**THINGS TO DO:**
[1] Answer these questions from the text on nineteenth-century maskilot:
(a) Besides their ideology, what does the term maskilot refer to?
(b) Which two linguistic streams were accepted as suitable for women's education?
(c) Writings by roughly how many women were discovered in manuscript archives and Hebrew-language periodicals?
[2] Convert everything in the records from the line containing "40L181 5L130 157L0" down to the line containing "positive clicks: (158, 180) (182, 139)" into a Markdown table with the columns Row and Line. Number each row and leave out blank lines.

**TEXT FOR ANALYSIS:**

#####

Maskilot, Nineteenth Century
In referring to Jewish women proponents of the Haskalah (Enlightenment) who wished to take part in the cultural and social revolution that the Haskalah movement preached, the Hebrew term maskilot refers not only to their ideology but also to their language: these were women who wrote in Hebrew.
The historiography of the Haskalah movement assumes that, as a result of women’s ignorance of Hebrew and the canonical texts, the Hebrew Haskalah was a “male movement.” As a direct consequence of Jewish women’s exclusion from Hebrew and its culture, women’s education at the time was channeled into two linguistic streams that were accepted as being “suitable” or “permitted” for women: European languages such as German, English and Russian, and the Jewish vernacular, Yiddish. Since women were kept away from the Jewish canon in general and Haskalah literature in Hebrew in particular and separated from men by the linguistic culture reserved for them, it is surprising to find women proponents of the Haskalah, or maskilot, who read Hebrew literature, wrote in Hebrew, and saw themselves as part of the Haskalah movement.
The discovery of Hebrew writings by some twenty-five women in manuscript archives and Hebrew-language literary periodicals of the Haskalah period dispels the conventional belief that women were silent during that time. It appears that women not only read Haskalah literature in Hebrew but also put their knowledge of the language, their ability to express themselves and their creativity to active use in writing. Yet the picture is still only partial and will perhaps never be complete: Jewish maskilot seldom published their work, while only a small number of women’s letters remain in the archives. One might therefore presume that many more women read and wrote Hebrew than those whose writings have been found. Moreover, while the women who wrote letters and even those who published essays and literary works signed their own names to them, many are virtually untraceable. Although we know biographical details in some cases, in others we know only the date of writing or the writer’s place of residence.

#####

**DATA FOR THIS EXERCISE:**
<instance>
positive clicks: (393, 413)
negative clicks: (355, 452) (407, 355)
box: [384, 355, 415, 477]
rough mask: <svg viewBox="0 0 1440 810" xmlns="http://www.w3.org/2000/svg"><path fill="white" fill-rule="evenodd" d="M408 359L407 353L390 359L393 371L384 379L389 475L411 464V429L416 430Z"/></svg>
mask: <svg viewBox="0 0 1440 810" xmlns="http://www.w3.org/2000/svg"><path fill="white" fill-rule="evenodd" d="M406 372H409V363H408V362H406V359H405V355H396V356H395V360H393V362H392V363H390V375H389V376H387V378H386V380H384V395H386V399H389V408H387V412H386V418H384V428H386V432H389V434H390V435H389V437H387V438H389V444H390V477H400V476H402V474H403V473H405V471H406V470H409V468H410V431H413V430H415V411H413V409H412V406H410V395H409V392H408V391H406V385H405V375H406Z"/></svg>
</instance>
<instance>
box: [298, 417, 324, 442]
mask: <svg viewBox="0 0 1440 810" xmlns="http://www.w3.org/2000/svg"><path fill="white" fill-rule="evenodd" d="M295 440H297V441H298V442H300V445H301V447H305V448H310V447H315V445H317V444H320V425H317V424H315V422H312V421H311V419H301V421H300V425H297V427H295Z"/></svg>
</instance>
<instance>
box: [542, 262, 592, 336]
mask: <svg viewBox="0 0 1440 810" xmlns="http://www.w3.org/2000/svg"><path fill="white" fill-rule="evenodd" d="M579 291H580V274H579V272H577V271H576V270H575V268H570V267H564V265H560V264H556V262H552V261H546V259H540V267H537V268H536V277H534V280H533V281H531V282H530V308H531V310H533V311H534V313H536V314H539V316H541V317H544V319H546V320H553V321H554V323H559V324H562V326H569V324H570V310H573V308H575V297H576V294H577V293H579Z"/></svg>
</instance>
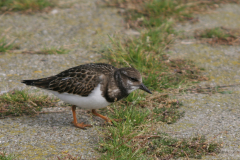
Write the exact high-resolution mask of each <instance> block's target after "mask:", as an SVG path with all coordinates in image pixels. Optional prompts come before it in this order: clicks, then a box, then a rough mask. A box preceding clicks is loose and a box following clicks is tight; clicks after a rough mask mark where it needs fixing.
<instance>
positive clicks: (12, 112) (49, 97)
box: [0, 90, 58, 118]
mask: <svg viewBox="0 0 240 160" xmlns="http://www.w3.org/2000/svg"><path fill="white" fill-rule="evenodd" d="M57 102H58V100H57V99H53V98H50V97H49V96H47V95H37V94H29V93H28V92H27V91H25V90H14V91H11V92H8V93H4V94H2V95H0V117H1V118H4V117H5V116H21V115H35V114H38V112H39V111H41V109H42V108H43V107H54V106H56V103H57Z"/></svg>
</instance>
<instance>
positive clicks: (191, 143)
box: [142, 133, 220, 159]
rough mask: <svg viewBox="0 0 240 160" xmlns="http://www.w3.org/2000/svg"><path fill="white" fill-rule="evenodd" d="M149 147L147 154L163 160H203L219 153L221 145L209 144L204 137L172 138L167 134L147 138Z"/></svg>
mask: <svg viewBox="0 0 240 160" xmlns="http://www.w3.org/2000/svg"><path fill="white" fill-rule="evenodd" d="M146 138H148V142H145V144H147V145H148V147H147V150H146V151H145V152H146V153H148V154H150V155H156V156H157V157H158V158H161V159H172V158H173V159H176V158H179V157H188V158H197V159H200V158H202V156H203V155H211V154H212V153H217V152H219V149H220V144H217V143H209V142H208V141H207V140H206V138H205V137H204V136H198V137H194V138H190V139H181V140H179V139H176V138H171V137H170V136H169V135H167V134H165V133H158V134H155V135H153V136H148V137H147V136H146ZM142 145H143V144H142Z"/></svg>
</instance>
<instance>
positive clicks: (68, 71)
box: [22, 63, 115, 96]
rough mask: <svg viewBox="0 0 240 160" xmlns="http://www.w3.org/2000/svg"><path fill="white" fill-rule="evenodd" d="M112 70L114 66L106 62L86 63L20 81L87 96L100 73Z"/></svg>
mask: <svg viewBox="0 0 240 160" xmlns="http://www.w3.org/2000/svg"><path fill="white" fill-rule="evenodd" d="M114 70H115V68H114V67H113V66H111V65H108V64H102V63H95V64H86V65H80V66H77V67H73V68H70V69H68V70H65V71H63V72H61V73H59V74H57V75H55V76H51V77H47V78H42V79H38V80H23V81H22V82H23V83H25V84H27V85H32V86H36V87H39V88H44V89H48V90H53V91H57V92H59V93H63V92H66V93H72V94H78V95H81V96H88V95H89V94H90V93H91V92H92V90H93V89H94V88H95V87H97V85H98V84H99V83H100V82H101V78H100V77H101V75H102V74H105V75H106V74H112V73H113V71H114Z"/></svg>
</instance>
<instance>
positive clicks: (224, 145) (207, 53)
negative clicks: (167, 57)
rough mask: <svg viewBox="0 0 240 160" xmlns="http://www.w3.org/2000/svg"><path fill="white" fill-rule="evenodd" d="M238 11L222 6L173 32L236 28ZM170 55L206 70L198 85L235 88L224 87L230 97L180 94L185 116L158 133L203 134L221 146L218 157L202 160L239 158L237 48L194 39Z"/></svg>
mask: <svg viewBox="0 0 240 160" xmlns="http://www.w3.org/2000/svg"><path fill="white" fill-rule="evenodd" d="M239 11H240V6H239V5H233V4H228V5H223V6H221V7H220V8H218V9H217V10H214V11H211V14H206V15H197V16H198V17H199V20H200V21H199V23H196V24H184V25H180V24H179V25H178V26H177V29H178V30H184V31H186V34H188V35H191V34H192V33H193V32H194V30H195V29H204V28H211V27H216V26H219V27H221V26H224V27H229V28H239V27H240V23H239V22H240V21H239V19H240V12H239ZM170 52H171V54H170V55H172V57H180V58H186V59H191V60H193V61H195V62H196V63H197V64H198V66H201V67H203V68H205V69H206V71H205V74H206V75H207V76H209V78H210V80H209V81H208V82H202V83H200V85H201V86H203V87H204V86H206V85H209V86H216V85H230V84H236V86H234V87H229V88H227V90H228V91H232V94H220V93H218V94H212V95H211V94H209V95H206V94H183V95H182V96H180V97H178V99H179V101H181V102H183V105H184V106H183V107H182V108H181V110H182V111H185V112H186V113H185V116H184V117H183V118H181V119H180V120H179V121H178V122H177V123H175V124H172V125H165V126H164V127H163V128H160V129H159V130H161V131H166V132H169V133H170V134H173V135H175V136H176V137H187V138H190V137H193V136H196V135H198V134H199V135H205V136H206V137H207V138H208V139H210V140H211V139H212V140H215V141H217V142H222V143H223V148H222V149H221V153H220V154H218V155H217V156H207V157H205V158H204V159H240V129H239V128H240V127H239V125H240V94H239V93H240V92H239V91H240V85H239V84H240V70H239V68H240V47H239V46H210V45H207V44H199V43H198V42H197V41H196V40H194V39H184V40H178V41H177V42H176V43H175V45H174V46H173V48H172V49H171V51H170ZM215 136H216V137H215ZM214 137H215V138H214Z"/></svg>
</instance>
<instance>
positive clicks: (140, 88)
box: [139, 83, 152, 94]
mask: <svg viewBox="0 0 240 160" xmlns="http://www.w3.org/2000/svg"><path fill="white" fill-rule="evenodd" d="M139 89H141V90H143V91H145V92H148V93H150V94H152V92H151V91H150V90H149V89H148V88H147V87H146V86H145V85H144V84H143V83H142V84H141V85H140V88H139Z"/></svg>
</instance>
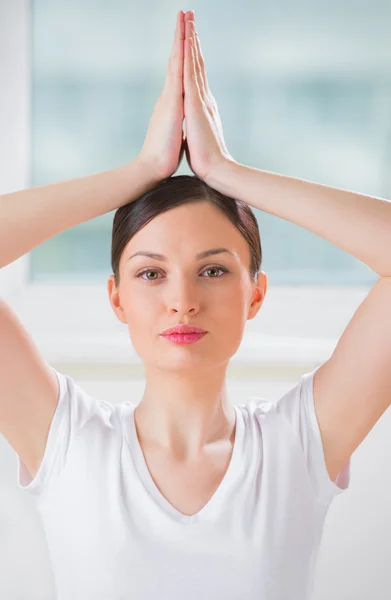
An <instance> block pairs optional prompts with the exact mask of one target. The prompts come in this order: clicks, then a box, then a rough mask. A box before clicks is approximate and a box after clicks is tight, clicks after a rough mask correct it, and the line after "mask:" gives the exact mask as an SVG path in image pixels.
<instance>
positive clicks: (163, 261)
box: [128, 248, 235, 262]
mask: <svg viewBox="0 0 391 600" xmlns="http://www.w3.org/2000/svg"><path fill="white" fill-rule="evenodd" d="M223 252H226V253H228V254H231V255H232V256H235V254H234V253H233V252H231V250H228V248H211V249H210V250H204V251H203V252H199V253H198V254H196V260H200V259H201V258H206V257H207V256H211V255H212V254H222V253H223ZM134 256H148V257H149V258H154V259H155V260H161V261H163V262H166V261H167V260H168V258H167V256H164V255H163V254H157V253H156V252H147V251H143V250H140V251H139V252H135V254H132V256H129V258H128V260H130V259H131V258H133V257H134Z"/></svg>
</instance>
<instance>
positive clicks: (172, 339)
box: [163, 331, 207, 344]
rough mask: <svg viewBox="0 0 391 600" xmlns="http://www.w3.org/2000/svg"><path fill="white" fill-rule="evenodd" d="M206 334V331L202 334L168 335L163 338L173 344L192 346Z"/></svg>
mask: <svg viewBox="0 0 391 600" xmlns="http://www.w3.org/2000/svg"><path fill="white" fill-rule="evenodd" d="M206 334H207V331H204V332H203V333H171V334H170V335H163V337H164V338H166V339H167V340H170V341H171V342H174V343H175V344H193V343H194V342H197V341H198V340H200V339H202V338H203V337H204V336H205V335H206Z"/></svg>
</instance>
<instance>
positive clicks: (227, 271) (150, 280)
mask: <svg viewBox="0 0 391 600" xmlns="http://www.w3.org/2000/svg"><path fill="white" fill-rule="evenodd" d="M213 270H217V271H222V272H223V273H229V271H228V269H226V268H225V267H221V266H220V265H211V266H210V267H207V268H206V269H204V270H203V271H202V272H203V273H206V272H207V271H213ZM144 273H160V271H159V270H158V269H143V270H142V271H140V272H139V273H138V274H137V275H136V277H137V278H142V277H141V276H142V275H144ZM222 277H223V275H220V276H218V277H207V278H206V279H221V278H222ZM144 281H150V282H152V281H157V278H154V279H148V278H147V279H144Z"/></svg>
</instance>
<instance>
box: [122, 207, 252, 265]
mask: <svg viewBox="0 0 391 600" xmlns="http://www.w3.org/2000/svg"><path fill="white" fill-rule="evenodd" d="M217 247H225V248H227V249H229V250H231V252H233V253H236V254H237V255H238V256H242V257H243V256H244V257H246V256H247V255H248V252H249V249H248V244H247V241H246V240H245V238H244V237H243V236H242V234H241V233H240V231H239V230H238V229H237V227H236V226H235V225H234V224H233V223H232V222H231V221H230V220H229V219H228V217H226V216H225V215H224V214H223V213H222V211H221V210H219V209H218V208H216V207H214V206H213V205H212V204H210V203H209V202H197V203H189V204H184V205H181V206H178V207H175V208H173V209H170V210H167V211H166V212H164V213H161V214H159V215H157V216H156V217H154V218H153V219H152V220H151V221H149V222H148V223H147V224H146V225H144V226H143V227H142V228H141V229H139V231H137V233H136V234H135V235H134V236H133V237H132V238H131V239H130V240H129V242H128V244H127V246H126V253H127V255H128V256H130V255H131V254H133V253H135V252H137V251H139V250H151V251H153V250H155V251H156V252H159V253H162V254H167V253H168V254H169V253H173V254H176V253H178V252H180V253H182V254H183V255H187V254H189V253H190V254H191V255H194V256H195V255H196V254H197V253H200V252H201V251H204V250H207V249H209V248H217Z"/></svg>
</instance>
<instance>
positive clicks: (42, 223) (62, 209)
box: [0, 11, 184, 268]
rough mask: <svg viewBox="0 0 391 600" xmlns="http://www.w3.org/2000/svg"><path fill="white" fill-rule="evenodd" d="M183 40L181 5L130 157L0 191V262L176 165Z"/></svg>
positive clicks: (158, 180) (182, 139)
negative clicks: (139, 137) (146, 111)
mask: <svg viewBox="0 0 391 600" xmlns="http://www.w3.org/2000/svg"><path fill="white" fill-rule="evenodd" d="M183 40H184V21H183V13H182V11H180V12H179V13H178V15H177V24H176V31H175V38H174V44H173V49H172V54H171V57H170V61H169V65H168V71H167V75H166V80H165V84H164V88H163V91H162V94H161V96H160V97H159V99H158V101H157V103H156V105H155V109H154V112H153V115H152V118H151V121H150V124H149V127H148V131H147V135H146V138H145V142H144V145H143V147H142V149H141V152H140V153H139V155H138V156H137V158H136V159H135V160H134V161H132V162H130V163H129V164H126V165H124V166H122V167H119V168H116V169H112V170H109V171H105V172H103V173H97V174H94V175H89V176H87V177H80V178H77V179H71V180H68V181H63V182H60V183H54V184H50V185H45V186H40V187H35V188H31V189H27V190H21V191H17V192H13V193H11V194H5V195H3V196H0V268H1V267H4V266H6V265H7V264H9V263H11V262H13V261H15V260H16V259H17V258H19V257H21V256H23V255H24V254H26V253H27V252H29V251H30V250H32V249H33V248H35V247H36V246H38V245H40V244H42V243H43V242H45V241H46V240H47V239H49V238H51V237H53V236H55V235H57V234H58V233H60V232H62V231H64V230H66V229H69V228H70V227H73V226H75V225H78V224H80V223H83V222H84V221H89V220H90V219H93V218H95V217H99V216H100V215H103V214H105V213H107V212H110V211H112V210H115V209H117V208H119V207H120V206H123V205H124V204H127V203H129V202H132V201H133V200H135V199H136V198H138V197H139V196H141V195H142V194H143V193H145V192H147V191H148V190H149V189H152V188H153V187H154V186H155V185H156V184H157V183H158V182H159V181H161V180H162V179H165V178H166V177H170V176H171V175H172V174H173V173H174V172H175V171H176V170H177V168H178V166H179V164H180V161H181V159H182V155H183V149H184V148H183V132H182V123H183Z"/></svg>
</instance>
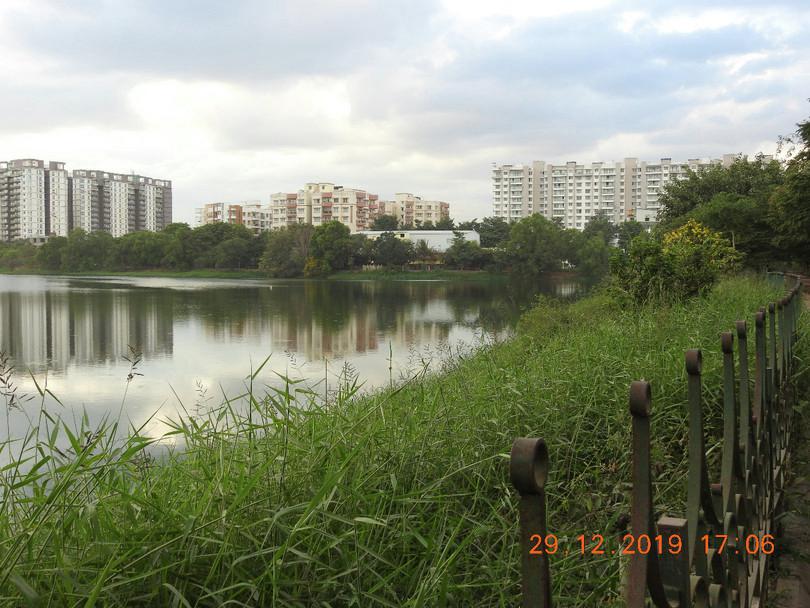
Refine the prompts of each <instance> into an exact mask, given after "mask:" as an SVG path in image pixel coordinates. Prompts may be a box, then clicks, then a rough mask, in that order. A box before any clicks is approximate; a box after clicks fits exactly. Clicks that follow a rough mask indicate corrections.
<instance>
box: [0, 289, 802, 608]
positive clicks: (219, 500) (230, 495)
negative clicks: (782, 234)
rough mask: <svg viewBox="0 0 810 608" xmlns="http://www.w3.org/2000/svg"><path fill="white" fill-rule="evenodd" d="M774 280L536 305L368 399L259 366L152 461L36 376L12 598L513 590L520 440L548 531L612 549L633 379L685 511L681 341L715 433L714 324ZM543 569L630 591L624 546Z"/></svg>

#####

**TASK-BY-TASK OUTPUTS:**
[1]
(a) It refers to their language: these were women who wrote in Hebrew.
(b) European languages such as German, English and Russian, and the Jewish vernacular, Yiddish.
(c) Some twenty-five women.

[2]
| Row | Line |
|---|---|
| 1 | rough mask: <svg viewBox="0 0 391 600" xmlns="http://www.w3.org/2000/svg"><path fill="white" fill-rule="evenodd" d="M183 40L181 5L130 157L0 191V262L176 165Z"/></svg> |
| 2 | positive clicks: (158, 180) (182, 139) |